TASK: Could you copy every record below exactly, leaving out the pictures?

Dataset records:
━━━━━━━━━━━━━━━━━━━━━━━━━━━━━━

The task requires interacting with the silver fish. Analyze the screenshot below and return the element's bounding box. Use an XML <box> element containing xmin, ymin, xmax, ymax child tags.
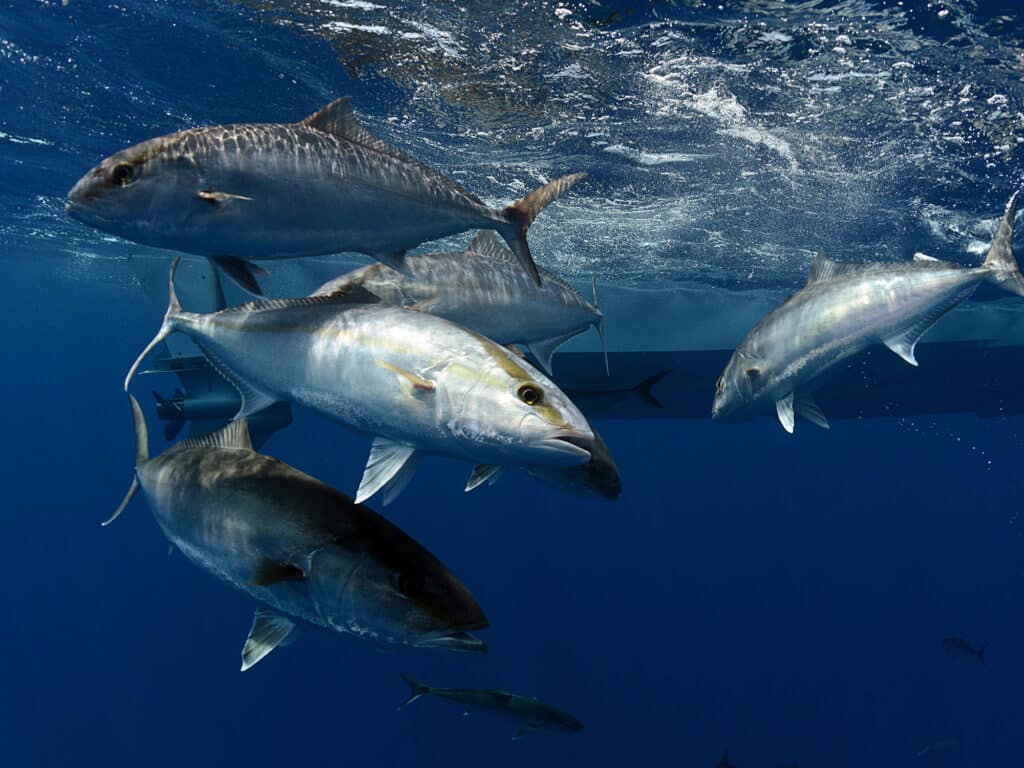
<box><xmin>313</xmin><ymin>230</ymin><xmax>607</xmax><ymax>375</ymax></box>
<box><xmin>398</xmin><ymin>674</ymin><xmax>583</xmax><ymax>738</ymax></box>
<box><xmin>713</xmin><ymin>191</ymin><xmax>1024</xmax><ymax>432</ymax></box>
<box><xmin>126</xmin><ymin>259</ymin><xmax>594</xmax><ymax>505</ymax></box>
<box><xmin>111</xmin><ymin>395</ymin><xmax>488</xmax><ymax>669</ymax></box>
<box><xmin>66</xmin><ymin>97</ymin><xmax>586</xmax><ymax>293</ymax></box>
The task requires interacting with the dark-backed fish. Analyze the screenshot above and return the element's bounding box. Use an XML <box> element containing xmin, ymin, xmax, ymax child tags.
<box><xmin>111</xmin><ymin>395</ymin><xmax>488</xmax><ymax>668</ymax></box>
<box><xmin>942</xmin><ymin>636</ymin><xmax>987</xmax><ymax>664</ymax></box>
<box><xmin>67</xmin><ymin>98</ymin><xmax>586</xmax><ymax>292</ymax></box>
<box><xmin>399</xmin><ymin>674</ymin><xmax>583</xmax><ymax>738</ymax></box>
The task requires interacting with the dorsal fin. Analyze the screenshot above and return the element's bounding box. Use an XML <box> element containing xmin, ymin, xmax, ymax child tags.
<box><xmin>172</xmin><ymin>419</ymin><xmax>253</xmax><ymax>452</ymax></box>
<box><xmin>301</xmin><ymin>97</ymin><xmax>418</xmax><ymax>164</ymax></box>
<box><xmin>467</xmin><ymin>230</ymin><xmax>518</xmax><ymax>263</ymax></box>
<box><xmin>806</xmin><ymin>252</ymin><xmax>870</xmax><ymax>285</ymax></box>
<box><xmin>217</xmin><ymin>286</ymin><xmax>380</xmax><ymax>315</ymax></box>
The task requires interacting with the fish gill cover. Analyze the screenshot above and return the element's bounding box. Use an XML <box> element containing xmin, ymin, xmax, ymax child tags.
<box><xmin>2</xmin><ymin>1</ymin><xmax>1024</xmax><ymax>767</ymax></box>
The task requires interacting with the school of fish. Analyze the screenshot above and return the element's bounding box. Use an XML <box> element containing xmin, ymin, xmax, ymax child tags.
<box><xmin>67</xmin><ymin>96</ymin><xmax>1023</xmax><ymax>737</ymax></box>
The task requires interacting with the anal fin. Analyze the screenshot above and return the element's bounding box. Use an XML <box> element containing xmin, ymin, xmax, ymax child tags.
<box><xmin>194</xmin><ymin>341</ymin><xmax>278</xmax><ymax>418</ymax></box>
<box><xmin>240</xmin><ymin>608</ymin><xmax>296</xmax><ymax>672</ymax></box>
<box><xmin>882</xmin><ymin>286</ymin><xmax>977</xmax><ymax>367</ymax></box>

━━━━━━━━━━━━━━━━━━━━━━━━━━━━━━

SOLVED EXERCISE:
The task requires interacting with the silver fish. Analyze the screenshot below and return the element's bounding box. Use an XML <box> element containing xmin, ymin, xmax, ymax child tags.
<box><xmin>313</xmin><ymin>230</ymin><xmax>607</xmax><ymax>375</ymax></box>
<box><xmin>398</xmin><ymin>674</ymin><xmax>583</xmax><ymax>738</ymax></box>
<box><xmin>713</xmin><ymin>191</ymin><xmax>1024</xmax><ymax>432</ymax></box>
<box><xmin>126</xmin><ymin>259</ymin><xmax>594</xmax><ymax>505</ymax></box>
<box><xmin>111</xmin><ymin>395</ymin><xmax>488</xmax><ymax>669</ymax></box>
<box><xmin>66</xmin><ymin>97</ymin><xmax>586</xmax><ymax>293</ymax></box>
The task requires interacting with the dark-backed fish. Analyze the screenshot above and return the element's bounding box. Use an XML <box> element containing xmin, ymin, xmax, ymax child tags.
<box><xmin>111</xmin><ymin>395</ymin><xmax>488</xmax><ymax>668</ymax></box>
<box><xmin>942</xmin><ymin>636</ymin><xmax>987</xmax><ymax>664</ymax></box>
<box><xmin>67</xmin><ymin>98</ymin><xmax>586</xmax><ymax>292</ymax></box>
<box><xmin>399</xmin><ymin>674</ymin><xmax>583</xmax><ymax>738</ymax></box>
The task requires interacting with the dorsal fin. Analyze the screenshot above and return the element's bounding box. Use an XML <box> element containing xmin, ymin, xmax, ymax child tags.
<box><xmin>172</xmin><ymin>419</ymin><xmax>253</xmax><ymax>452</ymax></box>
<box><xmin>301</xmin><ymin>97</ymin><xmax>418</xmax><ymax>164</ymax></box>
<box><xmin>467</xmin><ymin>230</ymin><xmax>518</xmax><ymax>263</ymax></box>
<box><xmin>806</xmin><ymin>252</ymin><xmax>870</xmax><ymax>285</ymax></box>
<box><xmin>217</xmin><ymin>286</ymin><xmax>380</xmax><ymax>315</ymax></box>
The task requires interacting with the fish gill cover. Analyze the screenshot above and return the element's bounding box. Use an XML <box> element containing xmin, ymin, xmax, ymax child tags.
<box><xmin>2</xmin><ymin>1</ymin><xmax>1024</xmax><ymax>767</ymax></box>
The task requires interacting with the school of fish. Analyze the screenshot above and return the element's bounding box. Use an XML <box> element containing xmin, ymin, xmax, ymax child tags.
<box><xmin>67</xmin><ymin>96</ymin><xmax>1023</xmax><ymax>737</ymax></box>
The task requires interacting with the anal fin. Analyze the screenshot above and return the element's bounding box. Use an XML <box> element containing xmin, ymin, xmax, ymax child tags.
<box><xmin>194</xmin><ymin>341</ymin><xmax>278</xmax><ymax>418</ymax></box>
<box><xmin>240</xmin><ymin>608</ymin><xmax>296</xmax><ymax>672</ymax></box>
<box><xmin>882</xmin><ymin>286</ymin><xmax>977</xmax><ymax>367</ymax></box>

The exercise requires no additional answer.